What to do → Retype exactly the lines from the line with "the brown ground?" to the end of the data, keeping both boundary lines.

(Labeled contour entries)
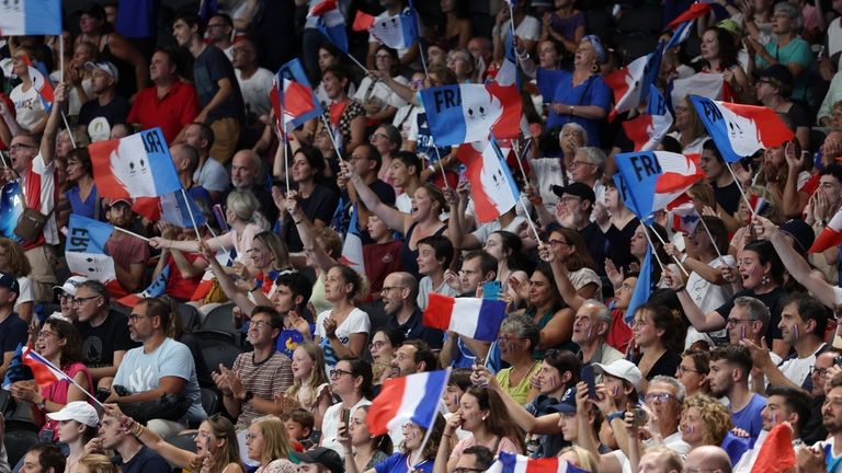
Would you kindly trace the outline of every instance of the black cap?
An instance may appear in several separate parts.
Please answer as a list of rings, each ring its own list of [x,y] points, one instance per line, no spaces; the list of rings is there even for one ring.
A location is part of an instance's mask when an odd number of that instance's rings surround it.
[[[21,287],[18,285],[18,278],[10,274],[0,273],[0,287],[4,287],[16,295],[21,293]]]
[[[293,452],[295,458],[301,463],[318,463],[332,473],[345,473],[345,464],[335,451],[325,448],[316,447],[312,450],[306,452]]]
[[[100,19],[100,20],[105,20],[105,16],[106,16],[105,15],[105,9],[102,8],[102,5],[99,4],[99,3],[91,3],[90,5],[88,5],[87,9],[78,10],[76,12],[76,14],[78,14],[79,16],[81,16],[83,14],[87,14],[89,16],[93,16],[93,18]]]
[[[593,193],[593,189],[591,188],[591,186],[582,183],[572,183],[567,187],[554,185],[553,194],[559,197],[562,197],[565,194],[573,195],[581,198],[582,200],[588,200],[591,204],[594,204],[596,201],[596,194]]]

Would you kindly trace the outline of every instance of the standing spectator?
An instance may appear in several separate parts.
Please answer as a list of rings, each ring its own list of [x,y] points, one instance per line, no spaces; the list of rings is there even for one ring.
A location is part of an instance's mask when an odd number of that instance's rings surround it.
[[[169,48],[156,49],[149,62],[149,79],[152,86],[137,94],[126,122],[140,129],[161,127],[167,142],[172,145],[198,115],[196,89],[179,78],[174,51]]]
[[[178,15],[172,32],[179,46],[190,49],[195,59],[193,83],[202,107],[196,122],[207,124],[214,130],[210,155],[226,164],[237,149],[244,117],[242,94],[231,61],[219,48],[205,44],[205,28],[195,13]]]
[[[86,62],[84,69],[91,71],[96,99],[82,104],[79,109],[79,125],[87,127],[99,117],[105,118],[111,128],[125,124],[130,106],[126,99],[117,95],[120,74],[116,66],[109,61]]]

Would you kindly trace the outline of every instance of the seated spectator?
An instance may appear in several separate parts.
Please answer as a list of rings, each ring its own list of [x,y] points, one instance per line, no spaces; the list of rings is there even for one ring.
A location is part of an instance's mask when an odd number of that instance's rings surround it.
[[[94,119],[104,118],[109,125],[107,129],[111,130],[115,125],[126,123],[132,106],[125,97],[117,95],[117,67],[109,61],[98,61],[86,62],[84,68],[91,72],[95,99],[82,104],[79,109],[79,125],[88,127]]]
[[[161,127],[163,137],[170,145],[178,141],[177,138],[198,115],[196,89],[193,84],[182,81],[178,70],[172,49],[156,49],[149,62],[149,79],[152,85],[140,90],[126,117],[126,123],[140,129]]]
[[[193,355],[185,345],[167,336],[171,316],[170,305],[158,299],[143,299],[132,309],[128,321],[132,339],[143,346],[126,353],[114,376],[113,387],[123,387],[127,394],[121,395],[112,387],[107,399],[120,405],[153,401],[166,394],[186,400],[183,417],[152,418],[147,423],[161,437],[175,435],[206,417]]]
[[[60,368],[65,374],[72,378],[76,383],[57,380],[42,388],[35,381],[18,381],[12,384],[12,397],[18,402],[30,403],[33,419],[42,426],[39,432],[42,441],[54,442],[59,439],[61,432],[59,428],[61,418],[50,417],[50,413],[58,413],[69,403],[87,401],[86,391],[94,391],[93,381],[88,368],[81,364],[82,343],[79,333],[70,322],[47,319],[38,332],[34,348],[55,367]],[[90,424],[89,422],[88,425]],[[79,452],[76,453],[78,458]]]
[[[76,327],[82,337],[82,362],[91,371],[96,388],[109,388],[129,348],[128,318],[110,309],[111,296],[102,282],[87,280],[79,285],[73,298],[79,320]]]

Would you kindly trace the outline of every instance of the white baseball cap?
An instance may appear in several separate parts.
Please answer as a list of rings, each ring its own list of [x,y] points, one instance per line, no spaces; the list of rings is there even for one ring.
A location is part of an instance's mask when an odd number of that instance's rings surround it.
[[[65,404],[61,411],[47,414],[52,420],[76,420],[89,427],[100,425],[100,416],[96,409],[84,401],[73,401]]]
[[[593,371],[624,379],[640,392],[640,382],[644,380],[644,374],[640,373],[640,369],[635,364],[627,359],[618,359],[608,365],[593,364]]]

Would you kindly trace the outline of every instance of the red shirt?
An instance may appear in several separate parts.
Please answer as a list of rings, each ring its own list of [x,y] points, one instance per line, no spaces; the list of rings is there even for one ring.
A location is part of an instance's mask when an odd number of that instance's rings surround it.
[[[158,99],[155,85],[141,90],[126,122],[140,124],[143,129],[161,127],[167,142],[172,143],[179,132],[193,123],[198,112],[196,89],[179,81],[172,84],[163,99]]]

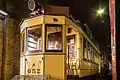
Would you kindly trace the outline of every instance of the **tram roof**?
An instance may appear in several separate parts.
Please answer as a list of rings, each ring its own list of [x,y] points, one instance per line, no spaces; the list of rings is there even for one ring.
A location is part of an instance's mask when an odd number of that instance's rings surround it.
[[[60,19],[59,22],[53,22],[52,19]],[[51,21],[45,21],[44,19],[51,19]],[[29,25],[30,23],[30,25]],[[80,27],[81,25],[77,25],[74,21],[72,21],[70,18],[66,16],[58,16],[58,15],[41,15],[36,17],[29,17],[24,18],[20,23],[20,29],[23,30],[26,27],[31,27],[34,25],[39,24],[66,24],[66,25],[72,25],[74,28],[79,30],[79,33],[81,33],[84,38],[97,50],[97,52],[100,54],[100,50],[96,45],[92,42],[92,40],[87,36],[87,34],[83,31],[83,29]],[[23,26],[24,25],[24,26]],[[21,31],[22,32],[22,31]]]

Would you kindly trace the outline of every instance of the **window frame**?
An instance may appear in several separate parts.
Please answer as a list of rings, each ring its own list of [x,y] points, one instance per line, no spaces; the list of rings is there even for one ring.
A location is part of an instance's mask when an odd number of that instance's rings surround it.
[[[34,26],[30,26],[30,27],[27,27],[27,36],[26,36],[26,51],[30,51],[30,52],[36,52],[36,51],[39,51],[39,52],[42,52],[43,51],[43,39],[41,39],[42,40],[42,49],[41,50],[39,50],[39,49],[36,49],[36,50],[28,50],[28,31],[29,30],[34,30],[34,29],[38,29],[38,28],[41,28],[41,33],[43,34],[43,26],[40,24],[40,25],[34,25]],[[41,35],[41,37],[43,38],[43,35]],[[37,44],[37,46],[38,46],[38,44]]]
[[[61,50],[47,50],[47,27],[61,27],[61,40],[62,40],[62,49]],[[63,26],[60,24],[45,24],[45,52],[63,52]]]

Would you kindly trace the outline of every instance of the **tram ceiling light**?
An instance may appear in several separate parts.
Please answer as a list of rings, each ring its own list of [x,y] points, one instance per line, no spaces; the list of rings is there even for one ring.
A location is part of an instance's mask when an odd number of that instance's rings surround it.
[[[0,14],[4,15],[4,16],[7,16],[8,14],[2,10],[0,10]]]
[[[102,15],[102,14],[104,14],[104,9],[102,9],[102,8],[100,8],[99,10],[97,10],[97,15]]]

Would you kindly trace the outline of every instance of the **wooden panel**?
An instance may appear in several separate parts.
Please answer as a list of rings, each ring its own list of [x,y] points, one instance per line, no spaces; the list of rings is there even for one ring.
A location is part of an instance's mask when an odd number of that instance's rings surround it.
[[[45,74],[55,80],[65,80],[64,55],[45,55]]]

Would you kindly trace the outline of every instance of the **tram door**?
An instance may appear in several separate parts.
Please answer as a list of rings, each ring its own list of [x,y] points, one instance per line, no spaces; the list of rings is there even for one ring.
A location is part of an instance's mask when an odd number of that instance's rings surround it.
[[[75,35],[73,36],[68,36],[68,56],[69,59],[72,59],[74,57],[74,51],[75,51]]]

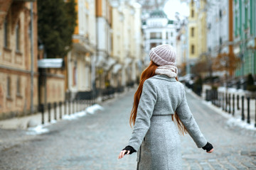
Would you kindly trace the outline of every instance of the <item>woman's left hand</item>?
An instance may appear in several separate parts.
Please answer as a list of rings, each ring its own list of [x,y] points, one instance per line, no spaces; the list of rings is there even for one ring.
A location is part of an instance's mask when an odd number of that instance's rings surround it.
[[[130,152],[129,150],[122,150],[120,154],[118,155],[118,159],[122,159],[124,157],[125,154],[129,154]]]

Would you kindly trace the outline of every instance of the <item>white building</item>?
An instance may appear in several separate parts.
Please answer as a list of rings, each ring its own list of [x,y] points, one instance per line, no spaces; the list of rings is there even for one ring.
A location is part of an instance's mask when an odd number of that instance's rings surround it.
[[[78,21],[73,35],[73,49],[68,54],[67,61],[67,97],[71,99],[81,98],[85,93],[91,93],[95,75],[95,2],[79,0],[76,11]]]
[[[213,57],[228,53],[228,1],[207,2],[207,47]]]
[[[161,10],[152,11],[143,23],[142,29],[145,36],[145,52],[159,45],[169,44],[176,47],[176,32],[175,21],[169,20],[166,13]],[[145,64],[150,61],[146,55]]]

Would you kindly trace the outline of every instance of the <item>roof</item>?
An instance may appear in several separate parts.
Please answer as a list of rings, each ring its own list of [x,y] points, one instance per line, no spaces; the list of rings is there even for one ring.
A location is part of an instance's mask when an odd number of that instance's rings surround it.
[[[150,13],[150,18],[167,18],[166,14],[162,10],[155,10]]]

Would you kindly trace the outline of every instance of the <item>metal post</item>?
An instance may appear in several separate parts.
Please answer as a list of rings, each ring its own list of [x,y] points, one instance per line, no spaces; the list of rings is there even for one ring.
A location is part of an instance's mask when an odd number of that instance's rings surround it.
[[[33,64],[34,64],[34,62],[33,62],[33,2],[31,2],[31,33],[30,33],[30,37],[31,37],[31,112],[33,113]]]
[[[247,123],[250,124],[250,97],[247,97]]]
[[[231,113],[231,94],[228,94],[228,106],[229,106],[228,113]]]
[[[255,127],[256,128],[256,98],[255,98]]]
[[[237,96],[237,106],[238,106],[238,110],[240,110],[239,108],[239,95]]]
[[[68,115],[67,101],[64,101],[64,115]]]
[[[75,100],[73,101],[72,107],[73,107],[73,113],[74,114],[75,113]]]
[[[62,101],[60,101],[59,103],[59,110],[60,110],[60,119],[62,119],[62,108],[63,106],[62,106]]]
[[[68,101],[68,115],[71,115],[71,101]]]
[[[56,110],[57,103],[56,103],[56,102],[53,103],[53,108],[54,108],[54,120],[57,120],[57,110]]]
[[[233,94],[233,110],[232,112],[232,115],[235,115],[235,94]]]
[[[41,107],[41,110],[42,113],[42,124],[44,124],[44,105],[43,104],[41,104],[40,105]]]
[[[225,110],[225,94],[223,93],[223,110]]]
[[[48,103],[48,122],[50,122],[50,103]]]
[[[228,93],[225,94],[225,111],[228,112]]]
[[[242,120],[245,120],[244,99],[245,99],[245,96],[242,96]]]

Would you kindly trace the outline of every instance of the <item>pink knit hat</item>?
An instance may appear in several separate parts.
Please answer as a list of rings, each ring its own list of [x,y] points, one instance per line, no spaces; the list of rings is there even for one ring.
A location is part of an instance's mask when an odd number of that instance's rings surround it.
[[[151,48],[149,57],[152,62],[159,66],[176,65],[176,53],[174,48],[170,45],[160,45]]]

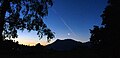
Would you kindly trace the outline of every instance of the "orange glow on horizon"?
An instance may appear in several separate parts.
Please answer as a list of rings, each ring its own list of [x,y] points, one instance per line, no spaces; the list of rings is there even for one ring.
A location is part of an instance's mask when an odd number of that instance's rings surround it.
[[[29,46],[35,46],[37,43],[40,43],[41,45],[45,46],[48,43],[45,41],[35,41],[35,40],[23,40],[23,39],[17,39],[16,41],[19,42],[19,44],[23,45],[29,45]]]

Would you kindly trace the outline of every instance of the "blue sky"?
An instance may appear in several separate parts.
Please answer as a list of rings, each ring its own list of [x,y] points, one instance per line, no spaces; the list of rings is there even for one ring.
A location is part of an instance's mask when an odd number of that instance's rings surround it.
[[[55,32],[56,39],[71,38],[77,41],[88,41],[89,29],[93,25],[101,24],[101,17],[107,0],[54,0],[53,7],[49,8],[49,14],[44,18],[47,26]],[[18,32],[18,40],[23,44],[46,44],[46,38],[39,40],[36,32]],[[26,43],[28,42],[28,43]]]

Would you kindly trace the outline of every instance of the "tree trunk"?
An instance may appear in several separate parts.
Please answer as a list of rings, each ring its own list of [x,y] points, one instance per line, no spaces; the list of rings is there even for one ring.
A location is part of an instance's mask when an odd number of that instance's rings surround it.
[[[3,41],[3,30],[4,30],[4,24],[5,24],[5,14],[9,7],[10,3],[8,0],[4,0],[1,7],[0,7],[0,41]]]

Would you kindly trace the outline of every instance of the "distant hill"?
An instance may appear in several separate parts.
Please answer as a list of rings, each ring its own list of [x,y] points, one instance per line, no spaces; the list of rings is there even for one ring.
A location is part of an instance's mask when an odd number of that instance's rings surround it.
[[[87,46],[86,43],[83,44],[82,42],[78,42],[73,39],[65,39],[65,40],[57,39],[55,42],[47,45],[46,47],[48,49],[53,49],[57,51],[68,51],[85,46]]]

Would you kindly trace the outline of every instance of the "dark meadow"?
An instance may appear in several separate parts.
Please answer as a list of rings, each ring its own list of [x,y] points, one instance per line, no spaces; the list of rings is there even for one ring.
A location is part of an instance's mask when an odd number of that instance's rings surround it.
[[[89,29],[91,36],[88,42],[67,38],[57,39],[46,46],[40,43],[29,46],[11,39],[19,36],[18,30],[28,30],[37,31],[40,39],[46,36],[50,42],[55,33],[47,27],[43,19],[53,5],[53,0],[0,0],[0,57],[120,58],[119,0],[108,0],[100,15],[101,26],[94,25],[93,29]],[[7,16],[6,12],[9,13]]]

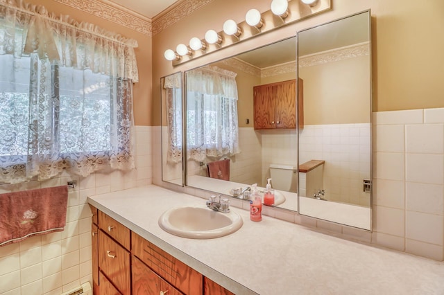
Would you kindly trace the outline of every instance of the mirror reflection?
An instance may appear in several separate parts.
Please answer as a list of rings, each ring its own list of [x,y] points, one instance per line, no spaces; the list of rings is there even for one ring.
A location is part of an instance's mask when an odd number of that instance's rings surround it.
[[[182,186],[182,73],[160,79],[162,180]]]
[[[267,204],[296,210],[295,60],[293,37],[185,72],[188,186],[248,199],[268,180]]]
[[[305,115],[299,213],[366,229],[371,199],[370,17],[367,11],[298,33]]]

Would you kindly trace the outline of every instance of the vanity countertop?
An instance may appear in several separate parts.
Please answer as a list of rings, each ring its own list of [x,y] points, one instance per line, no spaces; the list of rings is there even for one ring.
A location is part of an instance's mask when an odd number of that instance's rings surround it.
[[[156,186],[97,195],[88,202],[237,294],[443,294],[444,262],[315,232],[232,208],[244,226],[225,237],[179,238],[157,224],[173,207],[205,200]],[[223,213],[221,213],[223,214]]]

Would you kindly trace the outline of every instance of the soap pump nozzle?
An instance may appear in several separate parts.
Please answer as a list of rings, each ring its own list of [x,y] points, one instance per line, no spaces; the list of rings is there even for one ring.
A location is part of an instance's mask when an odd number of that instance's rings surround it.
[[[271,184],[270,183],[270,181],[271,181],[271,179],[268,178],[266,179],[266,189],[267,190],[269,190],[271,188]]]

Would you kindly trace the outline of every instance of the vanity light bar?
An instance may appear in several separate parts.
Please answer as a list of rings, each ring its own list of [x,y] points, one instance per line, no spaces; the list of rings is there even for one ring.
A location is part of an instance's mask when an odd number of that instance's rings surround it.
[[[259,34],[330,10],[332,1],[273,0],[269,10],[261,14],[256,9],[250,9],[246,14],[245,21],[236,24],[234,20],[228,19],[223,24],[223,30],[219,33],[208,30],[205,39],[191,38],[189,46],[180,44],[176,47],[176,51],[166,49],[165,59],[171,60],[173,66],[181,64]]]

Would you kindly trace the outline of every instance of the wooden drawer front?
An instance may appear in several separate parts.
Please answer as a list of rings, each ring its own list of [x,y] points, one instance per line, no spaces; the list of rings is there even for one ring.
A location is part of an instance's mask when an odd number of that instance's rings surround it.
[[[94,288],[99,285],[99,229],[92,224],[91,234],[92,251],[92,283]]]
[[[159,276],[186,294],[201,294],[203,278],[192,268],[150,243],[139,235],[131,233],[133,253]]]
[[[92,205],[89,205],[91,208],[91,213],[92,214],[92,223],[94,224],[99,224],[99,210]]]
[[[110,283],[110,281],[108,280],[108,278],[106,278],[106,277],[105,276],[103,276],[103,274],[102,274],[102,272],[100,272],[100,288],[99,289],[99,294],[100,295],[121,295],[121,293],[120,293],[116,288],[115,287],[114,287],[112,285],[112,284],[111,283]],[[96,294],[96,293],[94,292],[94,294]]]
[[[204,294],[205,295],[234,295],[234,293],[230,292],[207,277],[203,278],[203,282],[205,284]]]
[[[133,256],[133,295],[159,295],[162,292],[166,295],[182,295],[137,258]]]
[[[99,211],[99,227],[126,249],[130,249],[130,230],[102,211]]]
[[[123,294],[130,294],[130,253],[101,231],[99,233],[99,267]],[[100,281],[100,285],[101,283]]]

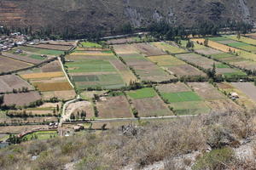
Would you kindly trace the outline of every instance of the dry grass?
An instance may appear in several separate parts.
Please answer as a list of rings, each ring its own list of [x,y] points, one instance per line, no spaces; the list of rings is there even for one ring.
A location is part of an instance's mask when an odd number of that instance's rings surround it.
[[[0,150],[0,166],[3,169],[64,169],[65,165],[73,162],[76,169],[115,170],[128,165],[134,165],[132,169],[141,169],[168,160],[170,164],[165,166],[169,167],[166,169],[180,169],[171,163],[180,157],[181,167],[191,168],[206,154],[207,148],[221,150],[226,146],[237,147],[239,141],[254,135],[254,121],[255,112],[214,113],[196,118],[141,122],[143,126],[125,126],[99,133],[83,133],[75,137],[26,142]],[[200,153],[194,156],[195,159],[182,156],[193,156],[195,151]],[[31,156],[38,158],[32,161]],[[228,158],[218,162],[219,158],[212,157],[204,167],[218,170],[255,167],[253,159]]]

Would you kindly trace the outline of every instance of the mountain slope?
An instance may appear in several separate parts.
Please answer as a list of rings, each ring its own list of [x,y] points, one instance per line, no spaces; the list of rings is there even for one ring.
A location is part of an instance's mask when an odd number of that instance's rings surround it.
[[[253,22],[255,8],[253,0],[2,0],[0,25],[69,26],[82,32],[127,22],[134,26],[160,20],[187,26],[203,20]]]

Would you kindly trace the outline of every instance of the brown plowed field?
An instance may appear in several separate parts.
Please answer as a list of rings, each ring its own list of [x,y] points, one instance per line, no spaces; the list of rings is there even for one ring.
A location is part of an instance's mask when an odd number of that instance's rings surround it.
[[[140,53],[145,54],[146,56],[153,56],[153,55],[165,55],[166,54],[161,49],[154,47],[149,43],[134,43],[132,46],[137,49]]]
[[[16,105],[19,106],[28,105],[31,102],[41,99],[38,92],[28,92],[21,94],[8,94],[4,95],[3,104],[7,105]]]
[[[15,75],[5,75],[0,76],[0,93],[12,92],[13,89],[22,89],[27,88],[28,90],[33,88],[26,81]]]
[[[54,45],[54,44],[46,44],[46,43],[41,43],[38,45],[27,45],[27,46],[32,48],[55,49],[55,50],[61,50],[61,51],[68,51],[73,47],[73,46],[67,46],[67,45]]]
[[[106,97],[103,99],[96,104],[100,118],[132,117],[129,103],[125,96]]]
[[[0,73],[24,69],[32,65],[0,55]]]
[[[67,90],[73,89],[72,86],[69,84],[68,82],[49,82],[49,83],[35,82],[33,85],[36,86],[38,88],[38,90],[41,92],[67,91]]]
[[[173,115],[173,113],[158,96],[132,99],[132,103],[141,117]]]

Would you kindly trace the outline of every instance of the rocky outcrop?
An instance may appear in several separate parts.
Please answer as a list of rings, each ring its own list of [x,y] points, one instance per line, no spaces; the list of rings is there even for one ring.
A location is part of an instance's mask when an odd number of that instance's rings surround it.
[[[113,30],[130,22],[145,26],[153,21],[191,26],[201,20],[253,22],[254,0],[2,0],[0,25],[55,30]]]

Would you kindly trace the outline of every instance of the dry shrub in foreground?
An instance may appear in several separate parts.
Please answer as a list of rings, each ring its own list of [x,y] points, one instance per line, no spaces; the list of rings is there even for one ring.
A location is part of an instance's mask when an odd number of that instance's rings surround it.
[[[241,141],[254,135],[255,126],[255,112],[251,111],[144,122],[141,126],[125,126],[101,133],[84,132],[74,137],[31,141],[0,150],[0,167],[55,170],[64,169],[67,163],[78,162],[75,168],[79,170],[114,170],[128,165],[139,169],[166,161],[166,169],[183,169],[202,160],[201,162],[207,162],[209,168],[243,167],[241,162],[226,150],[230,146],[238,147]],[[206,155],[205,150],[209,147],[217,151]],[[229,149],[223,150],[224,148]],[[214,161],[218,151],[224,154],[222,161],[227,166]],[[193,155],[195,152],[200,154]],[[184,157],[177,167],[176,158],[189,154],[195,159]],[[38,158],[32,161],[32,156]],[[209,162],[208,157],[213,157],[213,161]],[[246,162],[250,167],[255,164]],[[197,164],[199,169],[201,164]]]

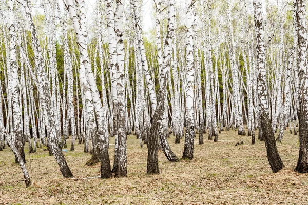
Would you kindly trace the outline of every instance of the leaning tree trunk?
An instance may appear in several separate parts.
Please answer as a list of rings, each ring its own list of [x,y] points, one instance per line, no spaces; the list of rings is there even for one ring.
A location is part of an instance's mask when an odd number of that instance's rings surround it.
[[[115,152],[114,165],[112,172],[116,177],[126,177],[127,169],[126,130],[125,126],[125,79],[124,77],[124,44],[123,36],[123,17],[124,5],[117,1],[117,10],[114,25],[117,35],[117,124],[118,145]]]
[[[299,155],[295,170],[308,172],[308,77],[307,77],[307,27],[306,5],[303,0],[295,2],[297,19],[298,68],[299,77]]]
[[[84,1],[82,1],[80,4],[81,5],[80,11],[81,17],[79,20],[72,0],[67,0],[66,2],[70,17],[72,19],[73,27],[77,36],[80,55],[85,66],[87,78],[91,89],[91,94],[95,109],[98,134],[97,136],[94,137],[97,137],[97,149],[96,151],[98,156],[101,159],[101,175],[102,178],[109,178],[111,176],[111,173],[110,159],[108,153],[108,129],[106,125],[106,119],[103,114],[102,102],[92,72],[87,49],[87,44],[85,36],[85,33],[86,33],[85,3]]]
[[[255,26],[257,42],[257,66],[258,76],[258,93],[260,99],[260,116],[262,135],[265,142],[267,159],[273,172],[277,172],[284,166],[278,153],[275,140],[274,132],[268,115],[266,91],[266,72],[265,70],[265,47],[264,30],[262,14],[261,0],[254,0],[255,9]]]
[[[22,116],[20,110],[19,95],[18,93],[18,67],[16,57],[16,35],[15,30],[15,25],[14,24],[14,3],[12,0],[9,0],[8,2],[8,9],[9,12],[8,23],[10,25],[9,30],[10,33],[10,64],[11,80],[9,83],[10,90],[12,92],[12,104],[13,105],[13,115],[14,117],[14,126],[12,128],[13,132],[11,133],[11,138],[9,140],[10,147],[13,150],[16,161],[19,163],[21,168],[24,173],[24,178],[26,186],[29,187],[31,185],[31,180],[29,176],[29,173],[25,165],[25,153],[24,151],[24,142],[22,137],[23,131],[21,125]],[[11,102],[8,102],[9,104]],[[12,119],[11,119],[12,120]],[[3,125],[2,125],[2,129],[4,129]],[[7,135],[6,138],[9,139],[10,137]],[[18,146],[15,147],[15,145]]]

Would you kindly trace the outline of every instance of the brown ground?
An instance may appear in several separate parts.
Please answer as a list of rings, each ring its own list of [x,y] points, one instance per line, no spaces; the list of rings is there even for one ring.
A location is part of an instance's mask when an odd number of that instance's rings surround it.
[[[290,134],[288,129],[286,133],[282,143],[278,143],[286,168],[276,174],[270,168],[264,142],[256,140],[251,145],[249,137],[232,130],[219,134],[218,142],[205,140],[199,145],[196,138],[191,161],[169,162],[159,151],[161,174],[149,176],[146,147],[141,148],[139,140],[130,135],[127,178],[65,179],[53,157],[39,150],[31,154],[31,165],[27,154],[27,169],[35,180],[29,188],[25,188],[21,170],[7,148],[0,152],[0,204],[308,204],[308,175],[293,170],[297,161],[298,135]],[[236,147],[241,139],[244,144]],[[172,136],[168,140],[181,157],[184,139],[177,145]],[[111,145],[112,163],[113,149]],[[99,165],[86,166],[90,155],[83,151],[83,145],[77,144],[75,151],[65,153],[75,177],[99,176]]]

Reply →
Would you kindly trace the outline of every instance of the brown ground?
An instance may appear in several separate parts.
Please answer as a list of rings, each ring its own list of [x,y] points, one instance per line, no spaces; the list of rings is there even for one ring.
A location is part of an instance's mask when an odd number of that instance's rings surround it.
[[[290,134],[288,129],[286,133],[282,143],[278,143],[286,168],[276,174],[270,168],[264,142],[256,140],[251,145],[249,137],[232,130],[219,134],[218,142],[205,140],[199,145],[196,138],[191,161],[169,162],[159,151],[161,174],[149,176],[146,147],[141,148],[139,140],[130,135],[127,178],[65,179],[53,157],[39,150],[31,154],[31,165],[27,154],[27,169],[35,180],[29,188],[25,188],[21,170],[7,148],[0,152],[0,204],[308,204],[308,175],[293,170],[297,161],[298,135]],[[236,147],[241,139],[244,144]],[[172,136],[168,140],[181,157],[184,139],[177,145]],[[111,145],[112,163],[113,149]],[[99,165],[86,166],[90,155],[83,151],[83,145],[77,144],[75,151],[65,153],[75,177],[99,176]]]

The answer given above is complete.